--- INSTRUCCIONES DE LA TAREA ---
Enumere todas las personas que la sección de texto sobre Dostoievski y la epilepsia menciona por su nombre.

--- SECCIÓN DE TEXTO ---
-----
Presentación
Durante los primeros años de la década del dos mil, en La Habana, se publicó la revista de literatura Azoteas, la cual venía acompañada de un dosier –independiente del cuerpo de la revista y en forma de libro–. Su intención era dar a conocer temas y autores de otras lenguas, con énfasis en la traducción, que estaban en el interés de los lectores y, en no pocos casos, algunos de ellos aún inéditos en español. Me interesa volver a presentar una muestra de mis traducciones de “Las enfermedades mortales en la literatura”, el primer dosier, publicado en el 2006, por Azoteas. En este caso, un texto sobre epilepsia y genio literario en Dostoievski a cargo del crítico literario y eslavista francés Jacques Catteau (1935-2013).
Un epiléptico contra un mundo demasiado razonable
Flaubert fue epiléptico. Van Gogh también. ¿Se ha pensado, seriamente, si su genio se basó en la enfermedad? En el caso de Dostoievski no cabe duda. El mito está anclado profundamente en la conciencia del lector occidental, al igual que en la del ruso. Pregunten, a su alrededor, a los escritores y a los amantes que se deleitan, de buena gana, con el novelista ruso lo que significa para ellos el epíteto “¡dostoievskiano!”. Ante ellos se abren abismos desde donde suben vapores sulfurosos, olores de Lazareto y gritos histéricos. En la penumbra subterránea, perciben rostros convulsos, locos y santos, cuchillos y hachas que resplandecen, y mientras viejos libidinosos violan niñas, estudiantes huraños disertan en torno a un vaso de té frío sobre el sufrimiento universal, Dios, el Mal y los demonios. Siniestro vodevil, teatro de histeria y de exageración, inventado ¡por un epiléptico! Pirámide de mitos mórbidos por medio de la cual se complace el espíritu lineal: “el hombre inmediato”, diría el propio Dostoievski, que llama locura a lo que no puede abarcar o vivir.
-----
Datos de localización con un punto por instancia:
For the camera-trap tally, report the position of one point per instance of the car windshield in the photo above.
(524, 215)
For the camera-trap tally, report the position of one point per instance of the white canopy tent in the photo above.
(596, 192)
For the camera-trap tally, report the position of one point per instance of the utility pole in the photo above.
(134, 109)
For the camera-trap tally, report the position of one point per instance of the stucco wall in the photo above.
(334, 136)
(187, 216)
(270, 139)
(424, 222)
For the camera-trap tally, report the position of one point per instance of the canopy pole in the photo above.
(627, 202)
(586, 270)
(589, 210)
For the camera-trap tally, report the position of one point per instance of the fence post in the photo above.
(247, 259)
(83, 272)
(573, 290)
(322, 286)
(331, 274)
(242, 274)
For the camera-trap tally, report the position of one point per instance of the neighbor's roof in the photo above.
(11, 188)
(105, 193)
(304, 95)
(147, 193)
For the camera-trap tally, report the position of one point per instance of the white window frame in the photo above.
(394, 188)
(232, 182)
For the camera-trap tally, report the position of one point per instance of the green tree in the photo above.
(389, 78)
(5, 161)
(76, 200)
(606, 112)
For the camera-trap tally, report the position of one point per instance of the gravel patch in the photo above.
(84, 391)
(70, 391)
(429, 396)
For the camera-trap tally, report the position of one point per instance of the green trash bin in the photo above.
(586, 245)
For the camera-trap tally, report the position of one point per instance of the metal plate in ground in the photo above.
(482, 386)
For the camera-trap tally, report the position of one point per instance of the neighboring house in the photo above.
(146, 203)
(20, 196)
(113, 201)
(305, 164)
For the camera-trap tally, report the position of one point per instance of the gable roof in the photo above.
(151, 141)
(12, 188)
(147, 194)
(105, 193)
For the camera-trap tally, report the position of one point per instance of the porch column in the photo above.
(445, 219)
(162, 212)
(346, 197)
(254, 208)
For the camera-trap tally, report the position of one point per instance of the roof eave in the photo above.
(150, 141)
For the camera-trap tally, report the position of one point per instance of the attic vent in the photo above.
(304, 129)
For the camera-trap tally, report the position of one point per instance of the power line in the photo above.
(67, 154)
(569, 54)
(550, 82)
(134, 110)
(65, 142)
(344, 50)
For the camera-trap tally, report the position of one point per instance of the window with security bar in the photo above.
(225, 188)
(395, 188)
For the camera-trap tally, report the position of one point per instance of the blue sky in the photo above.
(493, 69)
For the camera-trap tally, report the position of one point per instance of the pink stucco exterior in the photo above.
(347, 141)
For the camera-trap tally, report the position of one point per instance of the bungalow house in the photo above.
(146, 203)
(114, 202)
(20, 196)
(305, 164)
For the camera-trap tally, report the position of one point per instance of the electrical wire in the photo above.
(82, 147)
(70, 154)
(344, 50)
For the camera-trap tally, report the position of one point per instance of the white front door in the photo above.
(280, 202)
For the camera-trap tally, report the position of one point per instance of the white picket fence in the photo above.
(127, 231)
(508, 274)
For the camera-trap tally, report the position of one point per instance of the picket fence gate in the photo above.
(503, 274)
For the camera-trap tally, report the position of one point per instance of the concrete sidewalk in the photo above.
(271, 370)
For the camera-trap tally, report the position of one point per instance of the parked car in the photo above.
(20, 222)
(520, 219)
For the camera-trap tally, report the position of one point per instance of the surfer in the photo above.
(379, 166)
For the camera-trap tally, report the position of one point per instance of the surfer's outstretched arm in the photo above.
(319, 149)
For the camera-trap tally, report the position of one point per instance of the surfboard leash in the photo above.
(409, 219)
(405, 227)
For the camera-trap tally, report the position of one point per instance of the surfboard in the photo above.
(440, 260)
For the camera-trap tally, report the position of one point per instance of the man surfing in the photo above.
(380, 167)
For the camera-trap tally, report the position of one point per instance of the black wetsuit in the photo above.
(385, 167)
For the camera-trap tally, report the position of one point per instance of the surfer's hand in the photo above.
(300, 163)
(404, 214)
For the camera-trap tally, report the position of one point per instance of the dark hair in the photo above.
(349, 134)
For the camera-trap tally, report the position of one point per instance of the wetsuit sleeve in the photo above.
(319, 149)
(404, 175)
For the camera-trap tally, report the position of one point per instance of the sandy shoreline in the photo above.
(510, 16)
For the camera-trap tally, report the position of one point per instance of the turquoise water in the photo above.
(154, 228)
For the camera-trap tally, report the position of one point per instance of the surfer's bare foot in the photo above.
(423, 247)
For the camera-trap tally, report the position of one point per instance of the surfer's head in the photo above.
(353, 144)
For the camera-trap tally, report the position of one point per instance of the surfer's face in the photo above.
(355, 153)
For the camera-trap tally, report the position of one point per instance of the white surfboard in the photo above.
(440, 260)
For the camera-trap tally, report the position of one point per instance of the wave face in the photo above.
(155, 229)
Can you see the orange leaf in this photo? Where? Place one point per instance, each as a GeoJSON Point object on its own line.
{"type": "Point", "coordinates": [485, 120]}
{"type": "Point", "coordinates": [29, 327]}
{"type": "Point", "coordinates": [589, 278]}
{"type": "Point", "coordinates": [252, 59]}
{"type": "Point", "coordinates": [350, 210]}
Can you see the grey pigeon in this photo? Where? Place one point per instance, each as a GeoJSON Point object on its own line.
-----
--- RESPUESTA DE LA TAREA ---
Jacques Catteau, Flaubert, Van Gogh, Dostoievski